▶ Exercise
Reproduce the entries. Match every word.

▶ Data in this exercise
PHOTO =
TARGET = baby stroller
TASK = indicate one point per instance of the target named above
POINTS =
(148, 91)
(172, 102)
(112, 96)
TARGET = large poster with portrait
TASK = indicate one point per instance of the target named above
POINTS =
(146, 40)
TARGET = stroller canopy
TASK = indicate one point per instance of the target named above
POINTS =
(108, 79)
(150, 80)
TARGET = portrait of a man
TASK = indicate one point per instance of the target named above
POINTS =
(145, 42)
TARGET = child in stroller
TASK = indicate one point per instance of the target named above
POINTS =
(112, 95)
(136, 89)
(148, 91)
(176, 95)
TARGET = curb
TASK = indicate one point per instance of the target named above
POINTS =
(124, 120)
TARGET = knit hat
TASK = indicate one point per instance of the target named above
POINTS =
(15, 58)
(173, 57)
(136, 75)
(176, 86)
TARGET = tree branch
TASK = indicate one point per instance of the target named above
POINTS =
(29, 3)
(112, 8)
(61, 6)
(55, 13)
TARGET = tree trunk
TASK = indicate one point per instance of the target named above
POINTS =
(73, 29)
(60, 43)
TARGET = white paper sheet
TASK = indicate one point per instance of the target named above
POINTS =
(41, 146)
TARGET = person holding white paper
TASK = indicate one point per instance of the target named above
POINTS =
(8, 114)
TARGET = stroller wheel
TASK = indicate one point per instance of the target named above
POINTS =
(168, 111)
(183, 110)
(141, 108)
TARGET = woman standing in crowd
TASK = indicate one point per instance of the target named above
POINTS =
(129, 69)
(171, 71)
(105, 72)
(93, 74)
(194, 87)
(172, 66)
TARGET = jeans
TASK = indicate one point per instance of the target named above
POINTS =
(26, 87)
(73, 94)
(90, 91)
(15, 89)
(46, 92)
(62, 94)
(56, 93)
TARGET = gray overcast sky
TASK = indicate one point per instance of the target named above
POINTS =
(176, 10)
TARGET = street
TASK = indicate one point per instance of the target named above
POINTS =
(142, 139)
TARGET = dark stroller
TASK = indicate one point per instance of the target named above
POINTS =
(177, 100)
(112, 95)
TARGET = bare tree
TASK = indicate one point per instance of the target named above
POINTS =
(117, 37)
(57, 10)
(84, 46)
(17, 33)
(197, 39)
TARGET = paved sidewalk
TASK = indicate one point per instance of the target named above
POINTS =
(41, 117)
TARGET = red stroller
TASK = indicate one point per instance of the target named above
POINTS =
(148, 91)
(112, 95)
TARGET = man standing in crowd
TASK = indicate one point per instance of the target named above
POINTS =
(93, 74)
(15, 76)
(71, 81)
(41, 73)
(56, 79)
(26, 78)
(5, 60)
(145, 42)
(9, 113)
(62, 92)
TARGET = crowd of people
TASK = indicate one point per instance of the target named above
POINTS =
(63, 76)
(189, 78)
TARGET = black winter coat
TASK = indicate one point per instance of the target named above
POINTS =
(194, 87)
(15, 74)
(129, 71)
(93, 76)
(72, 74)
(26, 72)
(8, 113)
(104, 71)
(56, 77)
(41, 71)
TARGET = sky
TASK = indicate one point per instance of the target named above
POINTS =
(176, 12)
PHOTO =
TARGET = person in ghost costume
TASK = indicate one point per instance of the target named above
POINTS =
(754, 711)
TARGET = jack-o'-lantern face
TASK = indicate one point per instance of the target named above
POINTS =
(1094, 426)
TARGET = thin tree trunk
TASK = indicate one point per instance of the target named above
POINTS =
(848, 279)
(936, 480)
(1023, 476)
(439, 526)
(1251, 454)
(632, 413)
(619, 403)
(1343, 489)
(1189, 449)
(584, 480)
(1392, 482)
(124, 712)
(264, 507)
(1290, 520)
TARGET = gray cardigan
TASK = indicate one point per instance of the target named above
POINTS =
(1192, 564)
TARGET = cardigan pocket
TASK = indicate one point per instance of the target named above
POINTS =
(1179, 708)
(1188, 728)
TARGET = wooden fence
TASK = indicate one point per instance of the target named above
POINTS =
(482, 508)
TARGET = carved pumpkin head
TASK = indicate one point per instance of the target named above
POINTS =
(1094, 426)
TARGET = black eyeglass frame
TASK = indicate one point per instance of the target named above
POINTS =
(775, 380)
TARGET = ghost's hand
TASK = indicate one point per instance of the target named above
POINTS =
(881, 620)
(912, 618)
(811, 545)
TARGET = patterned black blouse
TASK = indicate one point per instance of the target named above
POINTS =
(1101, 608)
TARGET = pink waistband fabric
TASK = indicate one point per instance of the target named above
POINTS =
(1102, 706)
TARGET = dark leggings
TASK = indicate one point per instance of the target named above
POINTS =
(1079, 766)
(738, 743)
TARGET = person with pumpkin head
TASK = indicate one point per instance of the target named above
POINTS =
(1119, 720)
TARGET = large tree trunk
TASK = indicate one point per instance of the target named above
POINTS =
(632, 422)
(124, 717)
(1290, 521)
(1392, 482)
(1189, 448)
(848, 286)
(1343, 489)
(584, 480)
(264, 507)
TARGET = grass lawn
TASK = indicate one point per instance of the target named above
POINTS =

▶ Exercise response
PHOTO =
TARGET = baby stroller
TASK = indicate one point per instance of the target named above
POINTS =
(148, 91)
(172, 102)
(112, 96)
TARGET = large poster with portrait
TASK = indicate one point per instance of the target named above
POINTS =
(146, 40)
TARGET = stroller canopy
TASK = indicate one point per instance of the target named above
POINTS =
(108, 79)
(150, 80)
TARGET = portrait of a man
TASK = indicate one point per instance of the target named above
POINTS =
(145, 42)
TARGET = child in stroller
TASK = indicate one point per instance of the target named above
POINTS =
(112, 95)
(136, 89)
(148, 91)
(176, 95)
TARGET = curb
TASK = indicate one point per instance of the target named above
POINTS =
(124, 120)
TARGET = knit hat
TASK = indicate one point per instance of the target named above
POINTS =
(15, 58)
(173, 57)
(136, 75)
(176, 86)
TARGET = tree branch
TASK = indicate one point per instance of the target named above
POINTS =
(29, 3)
(112, 8)
(61, 6)
(55, 13)
TARGET = tree trunk
TASK = indicate one point per instance of the target named above
POINTS =
(73, 29)
(60, 43)
TARGET = white paper sheet
TASK = indicate one point per instance of the target named above
POINTS =
(41, 146)
TARGET = person holding white paper
TASK = indicate one point per instance of the target named above
POINTS =
(8, 114)
TARGET = stroller wheel
TASK = indicate one point per instance of the target named above
POINTS =
(168, 111)
(183, 110)
(141, 108)
TARGET = woman standing in crowd
TASK = indicate one point per instance of the target named above
POINTS =
(129, 69)
(171, 71)
(105, 72)
(93, 74)
(194, 87)
(172, 66)
TARGET = jeans
TASK = indicate one point per instance of the target named above
POINTS =
(26, 87)
(73, 94)
(90, 91)
(15, 89)
(46, 92)
(62, 94)
(56, 93)
TARGET = gray overcast sky
TASK = indicate one point per instance of the target named above
POINTS =
(176, 10)
TARGET = street
TASK = indicate one point per instance of the target named above
POINTS =
(142, 139)
TARGET = dark stroller
TASK = indicate one point per instance of the target named above
POINTS =
(177, 100)
(112, 95)
TARGET = bare tree
TASK = indicate one point per instance of the target named above
POINTS =
(117, 37)
(57, 10)
(84, 46)
(17, 33)
(197, 39)
TARGET = paved sidewalk
TASK = indicate one point per instance of the target named above
POINTS =
(41, 117)
TARGET = red stroller
TASK = indicate one point per instance of the target named above
POINTS =
(148, 91)
(112, 95)
TARGET = man standing in crowd
TASK = indicate one point per instance of the target named above
POINTS =
(93, 74)
(15, 76)
(71, 81)
(41, 73)
(56, 79)
(26, 78)
(5, 60)
(145, 42)
(9, 113)
(62, 92)
TARGET = crowd of people
TASK = indicate one point per instance of the target named above
POINTS =
(63, 76)
(189, 78)
TARGET = black winter coat
TASK = indicate one point per instance of the target named above
POINTS =
(194, 87)
(15, 74)
(129, 71)
(93, 76)
(72, 74)
(26, 72)
(8, 113)
(104, 71)
(56, 77)
(41, 71)
TARGET = sky
TASK = indicate one point per instance of the target named above
POINTS =
(176, 12)
PHOTO =
TARGET = person in ghost costume
TASK = indicate one point per instance of the target named above
POINTS =
(754, 711)
TARGET = jack-o'-lantern face
TASK = indicate one point per instance of the target named above
POINTS =
(1094, 426)
TARGET = thin tree trunk
TASK = indicate one point per instance of the target named above
POINTS =
(848, 279)
(936, 480)
(1023, 476)
(439, 526)
(1251, 454)
(632, 413)
(619, 403)
(1343, 489)
(1189, 449)
(584, 480)
(1392, 482)
(124, 712)
(264, 507)
(1290, 520)
TARGET = gray cardigan
TASK = indicate one point per instance of the target named above
POINTS =
(1192, 564)
TARGET = cardigan pocket
TASK = indicate one point per instance of the target named above
POINTS =
(1179, 708)
(1188, 728)
TARGET = wooden fence
TASK = indicate one point per instance of the target named above
POINTS =
(482, 508)
TARGET = carved pumpkin head
TASK = indicate one point per instance of the target named above
POINTS =
(1094, 426)
TARGET = black eyeglass frame
TASK = indicate one point per instance of the target named above
POINTS =
(775, 380)
TARGET = ghost's hand
TASK = indicate one point per instance of the target named above
POINTS =
(881, 620)
(912, 618)
(811, 545)
TARGET = patterned black blouse
TASK = indicate one point per instance of the target named above
POINTS =
(1101, 608)
TARGET = pink waistband fabric
TASK = indicate one point per instance of the target named above
POINTS =
(1102, 706)
TARGET = dark leggings
TASK = indicate one point per instance of the target named above
POINTS =
(1079, 766)
(738, 743)
TARGET = person with pumpkin head
TASK = indicate one point per instance of the target named above
POINTS =
(1119, 720)
TARGET = large tree trunk
TASK = indicate one point per instance of the target named above
POINTS =
(632, 422)
(124, 717)
(1290, 521)
(1392, 482)
(1189, 448)
(848, 286)
(1343, 489)
(584, 480)
(264, 507)
TARGET = grass lawn
TASK = indicate one point per instance of the target named above
POINTS =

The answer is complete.